A run of records:
----------------------------------------

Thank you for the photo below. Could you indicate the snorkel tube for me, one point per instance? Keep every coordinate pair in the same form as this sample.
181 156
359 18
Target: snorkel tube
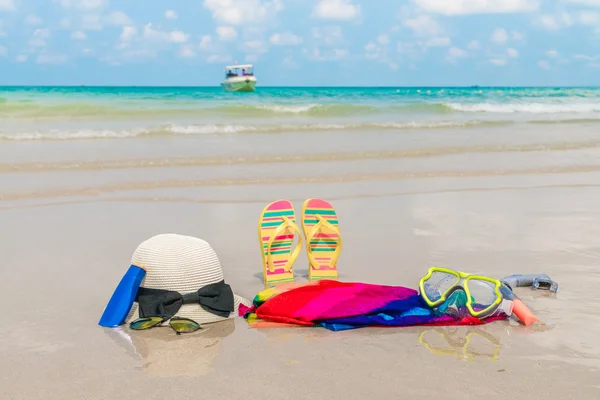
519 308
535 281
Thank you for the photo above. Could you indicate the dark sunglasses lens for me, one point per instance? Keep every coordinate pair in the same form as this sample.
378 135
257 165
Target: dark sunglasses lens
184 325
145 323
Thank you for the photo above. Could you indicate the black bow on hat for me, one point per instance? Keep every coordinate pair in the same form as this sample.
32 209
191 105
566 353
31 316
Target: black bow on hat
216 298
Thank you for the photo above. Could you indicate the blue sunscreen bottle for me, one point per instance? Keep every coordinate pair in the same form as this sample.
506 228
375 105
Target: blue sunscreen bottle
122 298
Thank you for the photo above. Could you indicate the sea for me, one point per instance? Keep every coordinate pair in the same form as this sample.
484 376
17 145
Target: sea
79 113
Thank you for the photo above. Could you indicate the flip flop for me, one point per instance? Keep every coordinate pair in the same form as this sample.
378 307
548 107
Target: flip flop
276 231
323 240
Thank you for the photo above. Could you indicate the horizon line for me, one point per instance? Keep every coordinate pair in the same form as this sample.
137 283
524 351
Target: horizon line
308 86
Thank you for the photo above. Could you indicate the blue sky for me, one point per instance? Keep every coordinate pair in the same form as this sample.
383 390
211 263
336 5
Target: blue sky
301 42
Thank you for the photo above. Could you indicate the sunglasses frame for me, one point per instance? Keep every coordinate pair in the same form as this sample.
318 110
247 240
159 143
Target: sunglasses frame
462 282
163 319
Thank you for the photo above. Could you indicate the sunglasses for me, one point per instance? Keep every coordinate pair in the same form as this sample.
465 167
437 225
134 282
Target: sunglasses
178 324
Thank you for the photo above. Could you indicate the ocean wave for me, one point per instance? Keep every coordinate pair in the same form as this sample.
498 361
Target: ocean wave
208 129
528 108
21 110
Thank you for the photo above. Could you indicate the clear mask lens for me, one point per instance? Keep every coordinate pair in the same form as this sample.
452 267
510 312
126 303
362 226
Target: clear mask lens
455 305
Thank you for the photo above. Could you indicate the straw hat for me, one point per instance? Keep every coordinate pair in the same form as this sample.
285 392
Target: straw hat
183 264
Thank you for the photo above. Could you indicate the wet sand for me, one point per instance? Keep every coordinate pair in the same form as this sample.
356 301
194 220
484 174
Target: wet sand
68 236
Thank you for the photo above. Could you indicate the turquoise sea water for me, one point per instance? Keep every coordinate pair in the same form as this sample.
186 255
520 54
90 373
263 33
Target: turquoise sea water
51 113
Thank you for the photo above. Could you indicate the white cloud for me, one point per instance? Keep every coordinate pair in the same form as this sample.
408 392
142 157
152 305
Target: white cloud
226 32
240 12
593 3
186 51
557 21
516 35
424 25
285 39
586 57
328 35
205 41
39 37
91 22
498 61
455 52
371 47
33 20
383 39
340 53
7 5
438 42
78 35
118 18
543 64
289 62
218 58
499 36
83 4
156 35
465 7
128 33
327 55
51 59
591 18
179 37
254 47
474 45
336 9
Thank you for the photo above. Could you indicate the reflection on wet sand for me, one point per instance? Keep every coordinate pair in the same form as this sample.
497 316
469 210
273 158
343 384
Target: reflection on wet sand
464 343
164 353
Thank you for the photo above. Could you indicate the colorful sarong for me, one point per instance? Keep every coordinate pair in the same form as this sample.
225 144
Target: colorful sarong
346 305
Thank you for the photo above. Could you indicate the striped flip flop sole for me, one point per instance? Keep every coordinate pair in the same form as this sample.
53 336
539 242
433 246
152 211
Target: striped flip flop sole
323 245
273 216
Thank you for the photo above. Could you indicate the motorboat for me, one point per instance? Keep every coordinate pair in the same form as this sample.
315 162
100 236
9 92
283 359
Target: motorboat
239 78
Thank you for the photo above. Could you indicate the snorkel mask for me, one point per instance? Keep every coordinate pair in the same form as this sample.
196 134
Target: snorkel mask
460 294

----------------------------------------

#### Task details:
Please rewrite all the data above with "Target" renamed to "Label" and nothing else changed. Leave the pictures out of your answer.

#### Task solution:
Thank you for the photo below. Could you indicate the snorkel tube for me, one point per instance? Keep every coordinate pair in the same form as this sample.
181 156
359 18
Label: snorkel tube
519 308
535 281
Thank you for the photo above. Could you indicate the dark sunglasses lens for me, one point per instance? Keep every coordinate pair in the same form as this sample.
378 135
257 165
Label: dark sunglasses lens
184 325
145 323
Thank you for the photo above. Could you indicate the black bow on hat for me, one point per instance? Keep every coordinate pair in the same form as this sample.
32 209
191 105
566 353
31 316
Label: black bow on hat
216 298
Thank you for the photo above. Could you indicate the blue sunscreen bottle for me, one point per instance? Keep every coordinate pair in the same form as this sample.
506 228
375 105
Label: blue sunscreen bottle
122 298
Thank you for the photo above. Could you indicate the sea for me, one point per instance? Keep every coordinate pair in the same form as this sample.
484 376
17 145
Label: sea
79 113
Thank you for the photo above. Could you indicate the flip flop for me, one point per instance? Keep every coordinate pair in the same form as this sample.
378 307
548 107
Label: flip flop
276 231
323 240
Thank you for the photo above. Could you indicate the horizon line for me, one point per instance? Keep every coordinate pair in the same form as this sample.
137 283
524 351
Label: horizon line
308 86
Thank you for the photo above. Could you indicate the blue sky for me, one point per instance? Keep every coordinate pair in the same form as this sample.
383 390
211 263
336 5
Label: blue sky
301 42
Thank you for the photo above. Could you indicate the sunglasses frame for me, one point per instance? Keep every coordinate pair in the same form as this sample.
318 110
247 240
159 143
Label: sunglasses frame
462 282
163 319
Thank you for the photo above. Could you indicate the sunglasses for me, one point per instance? Keep every coordinate pair in the same form as this sample.
465 167
437 225
134 282
Label: sunglasses
178 324
Thank you for the photo above. Could you indicate the ocean wave for me, one point per instance? Keep every coordinate pair in the same form as this sample.
498 361
Label: ocean wave
208 129
528 108
21 110
Thank you for the photo above. Could you indicate the clear mask lens for me, one point per instance? Keep every coordinate pair in the same form as this sample.
452 267
510 312
126 303
362 226
Label: clear mask lens
455 305
Thank you for the photo above. Could you indicate the straw hat for me, one point per instance? Keep every coordinate pair in the same form as this sample.
285 392
Label: straw hat
183 264
Thank you for the photo above. Could you indicate the wet sand for me, one point per instance? Keep every coordinate pair in the same form as this sample.
356 301
194 220
484 174
Label: wet sand
68 236
Thank you for the photo above. Could you indicate the turquoise sea water for me, one point per instance? Keep every coordinate pair in the same form as this sample.
186 255
520 54
90 373
263 33
Label: turquoise sea water
51 113
Thank you for the photo above. Could you indicate the white cloud for me, one point per instance? Keep every coordinate pair in the same form as this sample.
408 392
142 157
152 305
Label: white cloud
226 32
240 12
593 3
186 51
557 21
516 35
424 25
285 39
586 57
328 35
205 41
39 37
91 22
498 61
455 52
371 47
33 20
383 39
340 53
7 5
438 42
78 35
118 18
543 64
289 62
218 58
499 36
83 4
156 35
465 7
128 33
327 55
51 59
591 18
179 37
254 47
474 45
336 9
Thank you for the photo above. Could you indicate the reflection on wet sand for me, one point per instance? Keep every coordinate pair in the same form as this sample.
497 316
469 210
273 158
343 384
Label: reflection on wet sand
464 343
164 353
Thank you for the photo above. Could you indicate the colorful sarong for me, one point per instance? Keep every coordinate pair in the same form as this sample.
225 144
Label: colorful sarong
346 305
Thank you for the photo above. Could you indicate the striped flip flop sole for me, one point per instance? Keep every coordinate pair in the same form as this sample.
53 336
539 242
433 246
152 211
Label: striped flip flop sole
323 245
273 216
Thank you for the photo above. Could you indicate the motorboat for me, one point per instance? Keep every coordinate pair in the same form as this sample.
315 162
100 236
9 92
283 359
Label: motorboat
239 78
Thank you for the photo above. Could you indicate the snorkel mask for me, one point per instance? Keep every coordinate pair in the same form as this sample.
196 134
Label: snorkel mask
460 294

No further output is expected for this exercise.